▸ **EXERCISE DESCRIPTION**:
Copy out, character for character, the part of the entries below that opens with the line containing "Return the mask of every instance of the apartment" and closes with the line containing "POLYGON ((227 57, 237", including both of those lines.

_ _ _ _ _

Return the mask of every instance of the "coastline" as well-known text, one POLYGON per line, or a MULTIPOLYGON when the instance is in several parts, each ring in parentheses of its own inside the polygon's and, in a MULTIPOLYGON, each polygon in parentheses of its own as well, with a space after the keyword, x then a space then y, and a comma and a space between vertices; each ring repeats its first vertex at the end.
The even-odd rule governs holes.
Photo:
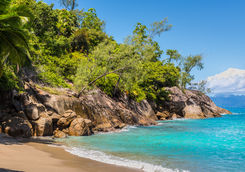
POLYGON ((52 140, 15 139, 0 134, 0 171, 59 172, 139 172, 141 170, 110 165, 49 146, 52 140))

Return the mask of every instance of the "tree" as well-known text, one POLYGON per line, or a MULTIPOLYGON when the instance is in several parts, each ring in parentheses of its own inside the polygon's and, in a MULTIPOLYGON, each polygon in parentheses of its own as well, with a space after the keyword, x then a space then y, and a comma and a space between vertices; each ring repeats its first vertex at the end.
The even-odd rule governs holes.
POLYGON ((193 68, 203 69, 203 57, 201 55, 183 57, 177 50, 170 49, 167 50, 167 55, 169 57, 166 59, 166 62, 175 63, 181 71, 180 87, 182 88, 186 88, 194 80, 194 75, 191 75, 193 68))
POLYGON ((76 0, 61 0, 61 4, 68 10, 73 11, 77 6, 76 0))
POLYGON ((5 64, 19 67, 29 61, 28 32, 25 26, 30 14, 23 5, 11 6, 10 0, 0 3, 0 77, 5 64))
POLYGON ((197 82, 197 83, 192 83, 190 85, 189 89, 198 90, 204 94, 210 94, 212 92, 210 88, 207 88, 207 81, 206 80, 202 80, 202 81, 197 82))

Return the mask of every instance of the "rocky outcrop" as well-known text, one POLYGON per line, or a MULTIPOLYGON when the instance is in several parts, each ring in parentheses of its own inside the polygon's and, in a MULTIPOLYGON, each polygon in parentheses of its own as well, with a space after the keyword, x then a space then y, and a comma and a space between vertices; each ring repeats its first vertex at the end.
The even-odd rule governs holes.
POLYGON ((158 119, 191 118, 202 119, 219 117, 220 114, 231 114, 228 110, 217 107, 205 94, 196 90, 181 90, 178 87, 166 88, 170 93, 169 100, 159 112, 158 119))
POLYGON ((6 121, 2 122, 1 128, 4 133, 13 137, 31 137, 33 135, 32 125, 24 113, 9 116, 6 121))
MULTIPOLYGON (((25 118, 21 118, 23 121, 18 118, 21 127, 16 125, 16 128, 14 124, 17 119, 14 117, 11 120, 14 122, 4 125, 3 132, 14 136, 54 135, 60 138, 113 131, 126 125, 156 124, 157 118, 147 101, 137 103, 126 95, 115 100, 99 89, 79 98, 65 89, 61 90, 61 94, 51 94, 44 90, 32 82, 26 82, 24 93, 12 92, 11 104, 16 112, 23 112, 25 118), (22 124, 29 126, 28 131, 24 130, 22 124)), ((0 126, 2 124, 0 121, 0 126)))
POLYGON ((76 118, 71 122, 68 134, 70 136, 89 136, 92 134, 92 122, 89 119, 76 118))
POLYGON ((0 110, 0 132, 21 137, 64 138, 114 131, 126 125, 154 125, 156 120, 199 119, 230 113, 199 91, 182 91, 177 87, 166 88, 170 92, 169 100, 158 112, 146 100, 139 103, 127 95, 112 99, 99 89, 79 98, 66 89, 52 94, 44 90, 26 82, 23 94, 13 91, 11 96, 7 95, 6 104, 12 107, 0 110))

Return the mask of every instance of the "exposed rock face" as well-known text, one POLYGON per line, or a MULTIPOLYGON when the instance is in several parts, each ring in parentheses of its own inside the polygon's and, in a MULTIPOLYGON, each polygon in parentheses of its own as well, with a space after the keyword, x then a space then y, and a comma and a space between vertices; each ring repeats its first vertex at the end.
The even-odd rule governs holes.
POLYGON ((47 114, 41 114, 40 118, 32 121, 34 136, 51 136, 53 135, 52 118, 47 114))
POLYGON ((72 120, 74 120, 77 117, 77 114, 73 112, 72 110, 67 110, 62 117, 58 120, 57 126, 58 128, 67 128, 72 120))
POLYGON ((166 88, 171 92, 170 100, 157 113, 146 100, 138 103, 127 95, 112 99, 99 89, 79 98, 64 89, 60 95, 48 93, 32 82, 25 83, 25 90, 23 94, 13 91, 12 96, 6 96, 14 108, 0 110, 0 132, 63 138, 113 131, 126 125, 154 125, 158 119, 199 119, 230 113, 199 91, 183 92, 177 87, 166 88))
POLYGON ((89 136, 91 131, 92 122, 88 119, 76 118, 72 121, 69 127, 70 136, 89 136))
POLYGON ((2 123, 4 133, 13 137, 31 137, 32 125, 30 122, 21 116, 14 116, 2 123))
POLYGON ((178 87, 166 88, 170 92, 170 101, 163 104, 164 115, 159 113, 158 119, 171 119, 171 115, 175 118, 210 118, 219 117, 221 113, 231 114, 231 112, 217 107, 214 102, 205 94, 195 90, 182 91, 178 87), (166 114, 166 111, 169 114, 166 114))
POLYGON ((26 115, 32 126, 30 135, 80 136, 113 131, 126 125, 156 124, 157 118, 147 101, 137 103, 126 95, 117 100, 100 90, 79 98, 72 92, 55 95, 36 87, 31 81, 25 83, 25 90, 23 94, 13 91, 12 104, 17 112, 23 111, 26 115))
POLYGON ((63 131, 60 131, 58 128, 54 130, 54 137, 55 138, 65 138, 67 134, 63 131))

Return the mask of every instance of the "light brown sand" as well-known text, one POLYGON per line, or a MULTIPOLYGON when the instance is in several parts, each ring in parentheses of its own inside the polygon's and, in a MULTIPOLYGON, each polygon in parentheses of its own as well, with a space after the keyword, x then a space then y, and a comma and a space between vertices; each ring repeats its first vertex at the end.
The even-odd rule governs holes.
POLYGON ((26 172, 136 172, 72 155, 62 148, 48 146, 40 139, 13 139, 0 134, 0 171, 26 172))

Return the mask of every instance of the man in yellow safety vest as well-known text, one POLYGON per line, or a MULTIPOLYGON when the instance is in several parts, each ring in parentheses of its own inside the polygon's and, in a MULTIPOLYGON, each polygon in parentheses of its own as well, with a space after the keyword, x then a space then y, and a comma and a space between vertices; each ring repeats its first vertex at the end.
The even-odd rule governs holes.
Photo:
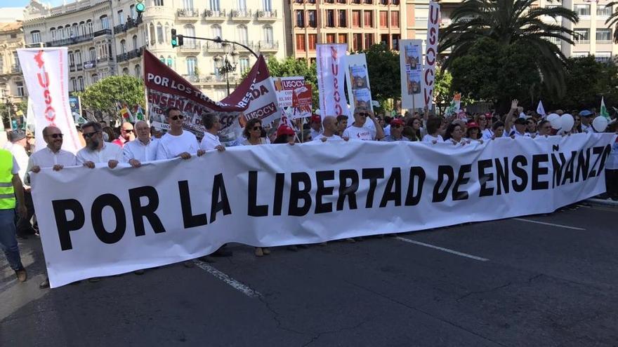
POLYGON ((19 214, 25 215, 27 212, 19 170, 13 154, 6 149, 0 149, 0 247, 19 281, 25 282, 28 275, 22 265, 15 226, 15 196, 19 202, 19 214))

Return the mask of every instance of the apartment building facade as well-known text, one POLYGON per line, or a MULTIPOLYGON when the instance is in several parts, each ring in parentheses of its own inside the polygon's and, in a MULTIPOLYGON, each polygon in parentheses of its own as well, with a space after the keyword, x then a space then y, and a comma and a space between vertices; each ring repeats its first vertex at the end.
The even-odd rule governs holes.
POLYGON ((297 59, 315 60, 317 43, 348 43, 355 52, 381 43, 396 50, 405 38, 400 0, 286 1, 291 15, 291 53, 297 59))
POLYGON ((16 104, 27 96, 17 56, 24 46, 20 22, 0 23, 0 102, 16 104))
POLYGON ((227 57, 237 69, 232 88, 256 59, 246 49, 185 39, 172 48, 171 31, 187 36, 239 41, 265 56, 285 56, 282 3, 276 0, 146 0, 138 16, 134 0, 81 0, 50 8, 32 0, 23 23, 26 46, 69 50, 69 88, 84 90, 100 79, 142 77, 148 49, 213 99, 226 95, 219 64, 227 57), (197 4, 198 1, 195 1, 197 4))

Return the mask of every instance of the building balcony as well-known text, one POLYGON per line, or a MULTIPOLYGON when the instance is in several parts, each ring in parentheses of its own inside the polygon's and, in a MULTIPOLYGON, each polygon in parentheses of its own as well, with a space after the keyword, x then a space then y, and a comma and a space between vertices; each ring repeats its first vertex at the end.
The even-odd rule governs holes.
POLYGON ((112 29, 102 29, 100 30, 94 32, 94 34, 93 34, 93 36, 94 37, 97 37, 97 36, 100 36, 103 35, 111 35, 111 34, 112 34, 112 29))
POLYGON ((232 10, 232 20, 249 22, 252 17, 253 13, 251 10, 232 10))
POLYGON ((88 60, 86 62, 84 62, 84 69, 87 70, 88 69, 94 69, 96 67, 96 60, 88 60))
POLYGON ((261 22, 274 22, 277 20, 277 10, 258 11, 256 17, 261 22))
MULTIPOLYGON (((81 42, 86 42, 92 40, 94 36, 92 34, 86 34, 86 35, 79 35, 79 36, 70 37, 68 39, 60 39, 59 40, 53 40, 45 43, 46 47, 63 47, 65 46, 74 45, 81 42)), ((34 44, 34 43, 33 43, 34 44)), ((35 46, 38 47, 38 46, 35 46)))
POLYGON ((223 51, 223 45, 209 41, 206 43, 206 50, 211 53, 221 53, 223 51))
MULTIPOLYGON (((188 39, 188 40, 189 39, 188 39)), ((178 48, 181 53, 199 54, 202 52, 202 42, 197 42, 191 39, 191 41, 185 41, 185 43, 178 47, 178 48)))
POLYGON ((279 50, 278 41, 261 41, 258 45, 260 52, 277 52, 279 50))
POLYGON ((178 8, 176 11, 176 20, 187 22, 195 22, 199 19, 199 11, 197 8, 178 8))
POLYGON ((204 11, 204 19, 205 20, 211 20, 214 22, 223 22, 228 18, 228 13, 225 10, 223 11, 212 11, 206 10, 204 11))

_ _ _ _ _

▸ **FINAL RESULT**:
Return the mask of every instance of the apartment building facade as well-known text, one POLYGON per line, or a MULTIPOLYGON when the instance is in several parts, each ring in parentheses of its own inside the polygon's and, in a MULTIPOLYGON, each polygon in parentheses of its own as well, with a space after the keyword, x then a space then y, and a comma and a space between vertices; each ring repeats its first vertex at the end.
The even-odd rule governs holes.
POLYGON ((297 59, 315 60, 317 43, 348 43, 355 52, 381 43, 396 50, 405 38, 400 0, 286 1, 291 15, 291 53, 297 59))
POLYGON ((16 104, 27 96, 17 56, 24 46, 20 22, 0 23, 0 102, 16 104))
POLYGON ((227 57, 237 69, 232 88, 256 59, 246 49, 185 39, 172 48, 171 31, 187 36, 239 41, 265 56, 285 56, 282 3, 276 0, 146 0, 138 16, 134 0, 81 0, 50 8, 32 0, 23 23, 26 46, 69 50, 69 88, 84 90, 100 79, 142 77, 148 49, 213 99, 226 95, 219 64, 227 57), (197 4, 198 1, 195 1, 197 4))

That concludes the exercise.